Source —
-- start --

The problem was a Method_Opt clause of “FOR TABLE”. What that? Well, it’s not in the documentation, but in 184.108.40.206 and 10.1.0.2 it appears to be equivalent to “FOR ALL COLUMNS SIZE AUTO”. I’m not sure what we’re doing using it, but I’m sure that it seemed like a good idea at the time. Anyway, it’s ouda here, and while I’m sniffing around the code I’m going to be running some 10046 traces to see what’s really going on with DBMS_STATS and some of it’s options.
For one thing I want to get rid of collecting histograms for SKEWONLY columns, and just go with all of them. Small-scale tests suggest that the optimizer gets much better statistics to work with when all indexed columns on the fact table are analyzed, and I suspect that the amount of work involved in detecting column value skew is not much different that that involved in collecting the statistics themselves.

-- end --

Coordinate annotation entries —
-- start --

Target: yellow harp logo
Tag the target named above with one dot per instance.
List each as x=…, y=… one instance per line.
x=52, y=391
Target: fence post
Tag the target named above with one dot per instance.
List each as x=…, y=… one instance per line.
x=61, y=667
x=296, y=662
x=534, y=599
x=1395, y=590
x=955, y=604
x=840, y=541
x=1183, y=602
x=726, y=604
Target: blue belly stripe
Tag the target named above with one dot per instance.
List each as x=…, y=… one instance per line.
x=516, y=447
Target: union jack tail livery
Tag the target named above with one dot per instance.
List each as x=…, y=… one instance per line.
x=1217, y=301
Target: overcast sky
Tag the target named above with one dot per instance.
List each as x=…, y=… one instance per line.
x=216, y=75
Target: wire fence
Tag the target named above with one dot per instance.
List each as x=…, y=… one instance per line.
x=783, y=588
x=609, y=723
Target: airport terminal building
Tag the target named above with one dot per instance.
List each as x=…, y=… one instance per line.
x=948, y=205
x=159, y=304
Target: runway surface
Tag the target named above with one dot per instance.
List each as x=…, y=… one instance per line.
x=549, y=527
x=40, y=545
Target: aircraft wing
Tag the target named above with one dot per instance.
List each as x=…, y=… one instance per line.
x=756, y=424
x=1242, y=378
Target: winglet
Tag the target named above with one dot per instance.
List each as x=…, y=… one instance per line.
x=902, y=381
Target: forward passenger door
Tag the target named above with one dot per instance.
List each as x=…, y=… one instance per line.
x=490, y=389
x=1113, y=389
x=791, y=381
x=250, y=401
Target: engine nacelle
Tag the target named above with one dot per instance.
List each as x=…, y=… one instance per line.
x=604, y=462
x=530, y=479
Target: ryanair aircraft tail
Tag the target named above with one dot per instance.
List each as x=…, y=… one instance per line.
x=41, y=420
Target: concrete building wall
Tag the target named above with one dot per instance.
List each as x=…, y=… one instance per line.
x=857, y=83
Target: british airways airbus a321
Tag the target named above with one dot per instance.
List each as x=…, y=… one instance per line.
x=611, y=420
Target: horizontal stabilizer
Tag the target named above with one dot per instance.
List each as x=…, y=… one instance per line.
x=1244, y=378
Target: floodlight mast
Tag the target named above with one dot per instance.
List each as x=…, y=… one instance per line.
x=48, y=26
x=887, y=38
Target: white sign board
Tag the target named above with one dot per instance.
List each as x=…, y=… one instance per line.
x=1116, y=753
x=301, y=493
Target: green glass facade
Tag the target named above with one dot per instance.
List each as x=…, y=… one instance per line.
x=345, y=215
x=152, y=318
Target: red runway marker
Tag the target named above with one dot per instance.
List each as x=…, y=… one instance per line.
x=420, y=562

-- end --

Requirements —
1. Copy the records from their first line through the line containing "x=516, y=447", inclusive, keeping every line unchanged.
2. Continue the passage on gathering optimizer statistics with DBMS_STATS from where it stops.

Answers per task —
1.
Target: yellow harp logo
Tag the target named above with one dot per instance.
List each as x=…, y=… one instance per line.
x=52, y=391
Target: fence post
Tag the target named above with one dot per instance.
List each as x=…, y=… one instance per line.
x=61, y=667
x=296, y=662
x=534, y=599
x=1395, y=590
x=955, y=604
x=840, y=541
x=1183, y=602
x=726, y=604
Target: blue belly stripe
Tag the target named above with one dot per instance.
List each as x=…, y=… one instance per line.
x=516, y=447

2.
Another issue is parallelism. Since a parallelised full table scan (for reasonably large tables anyway) uses direct i/o, there is no caching of the table’s blocks. Fine for tables large enough to flood the block buffers, because physical reads would just keep occuring anyway, but where a table is around three-quarters the size of the block buffers I’m going to experiment with non-parallel statistics gathering, and hopefully this will reduce physical i/o during “the gathering”.
Actually I’ve been doing a smiliar thing already, by setting parallelism on tables based on what proportion of the block buffers their total size, or in some cases their average partition size, represents. The tweaking of the DBMS_STATS parallelism just represents a modification of that principle to reflect the multiple back-to-back reads of the analyzed segment. Maybe that’s another posting though.
Anyhoo, more later.